■ **WORK TO COMPLETE**
**1.** In the essay on Thomas Alleman's fire photographs, what did Alleman work as in earlier years?
**2.** Translate this sentence from the essay on Thomas Alleman's fire photographs into Spanish: "It was an emotional roller coaster of fear, horror, and worry."
**3.** Continue the essay on Thomas Alleman's fire photographs from its final sentence.

Thomas Alleman: The Fire This Time

©Thomas Alleman, Eaton Fire Aftermath – Altadena, CA. ONLY for display on LENSCRATCH.. NO OTHER USES WITHOUT PERMISSION OF THE COPYRIGHT HOLDER.
The new year started off with a depressive beginning when we entered 2025 with a change in Washington. But in Los Angeles, we weren’t expecting to add to that depression with the ravages of an angry environment. As the fires flattened the Palisades and then Altadena and other parts of Los Angeles, we wept for the losses of friends and neighbors, but we also experienced the relentless, unending potential of a city-wide spread of devastation as other friends and family were evacuating their homes and fires were cropping up everywhere. It was an emotional roller coaster of fear, horror, and worry.
I have not wanted to bring a visual to this devastation without purpose and reason, but when Thomas Alleman, a long time friend and croniclier of Los Angeles topography shared his photographs with me, I felt his work was a reminder of our fragile reality of living where fires and earthquakes are a reality. His project, The Fire This Time, springs from his years as a newspaper photographer and the need to document the results of this profound loss. These photographs build on his previous portfolios and his particular use of light and ways of seeing.

■ **DATA PROVIDED**
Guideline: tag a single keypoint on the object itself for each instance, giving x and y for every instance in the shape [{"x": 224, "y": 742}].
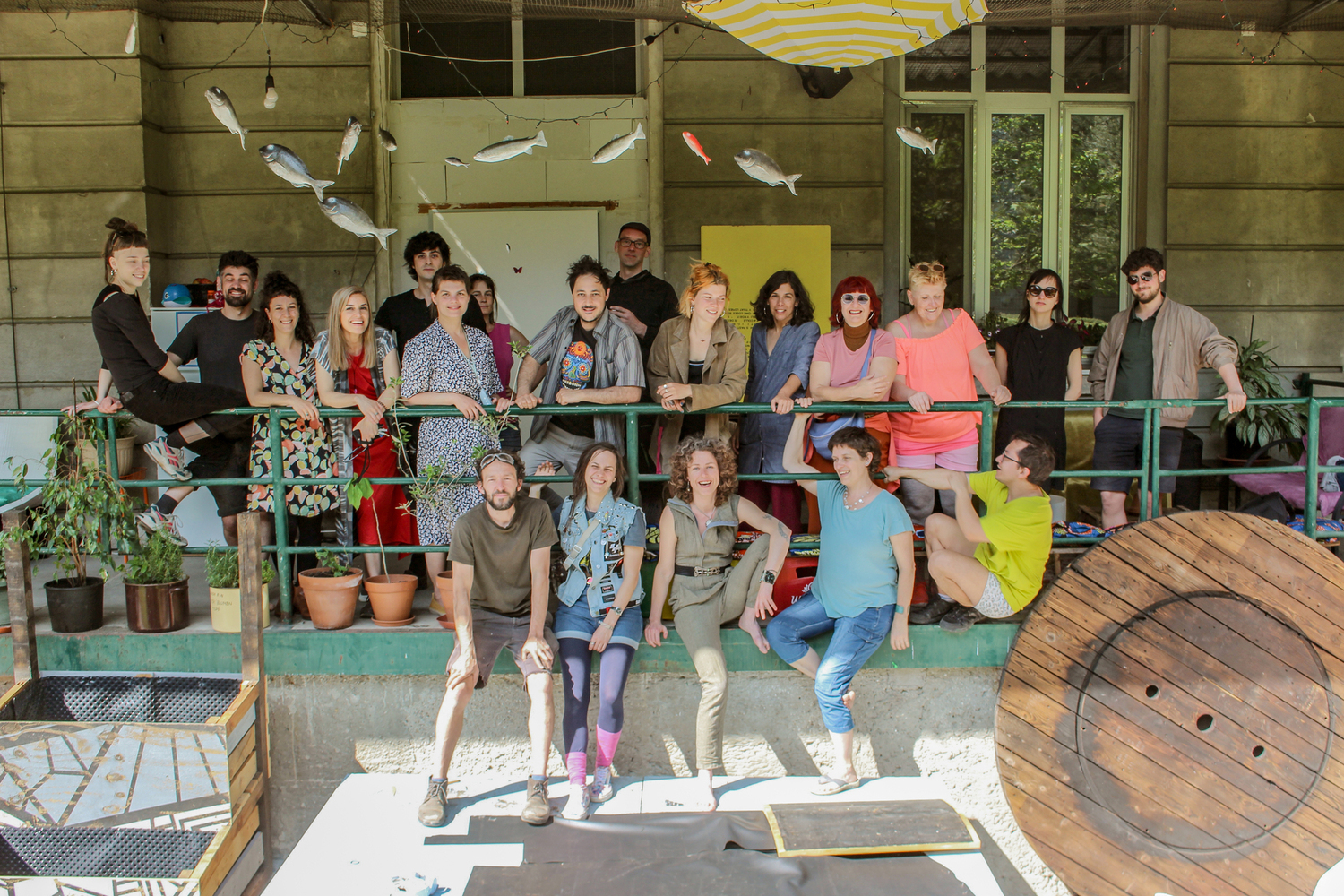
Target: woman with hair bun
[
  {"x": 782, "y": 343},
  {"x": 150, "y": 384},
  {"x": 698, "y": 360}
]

■ **RESPONSE LIST**
**1.** A newspaper photographer.

**2.** Fue una montaña rusa emocional de miedo, horror y preocupación.

**3.**
©Thomas Alleman, Eaton Fire Aftermath – Altadena, CA. ONLY for display on LENSCRATCH.. NO OTHER USES WITHOUT PERMISSION OF THE COPYRIGHT HOLDER.
Thomas Alleman was born and raised in Detroit, where his father was a traveling salesman and his mother was a ceramic artist. He graduated from Michigan State University with a degree in English Literature.
During a fifteen-year newspaper career, Tom was a frequent winner of distinctions from the National Press Photographer’s Association, as well as being named California Newspaper Photographer of the Year in 1995 and Los Angeles Newspaper Photographer of the Year in 1996. As a magazine freelancer, Tom’s pictures have been published regularly in Time, People, Business Week, Barrons, Smithsonian and National Geographic Traveler, and have also appeared in US News & World Report, Brandweek, Sunset, Harper’s and Travel Holiday. Tom has shot covers for Chief Executive, People, Priority, Acoustic Guitar, Private Clubs, Time, Diverse and Library Journal.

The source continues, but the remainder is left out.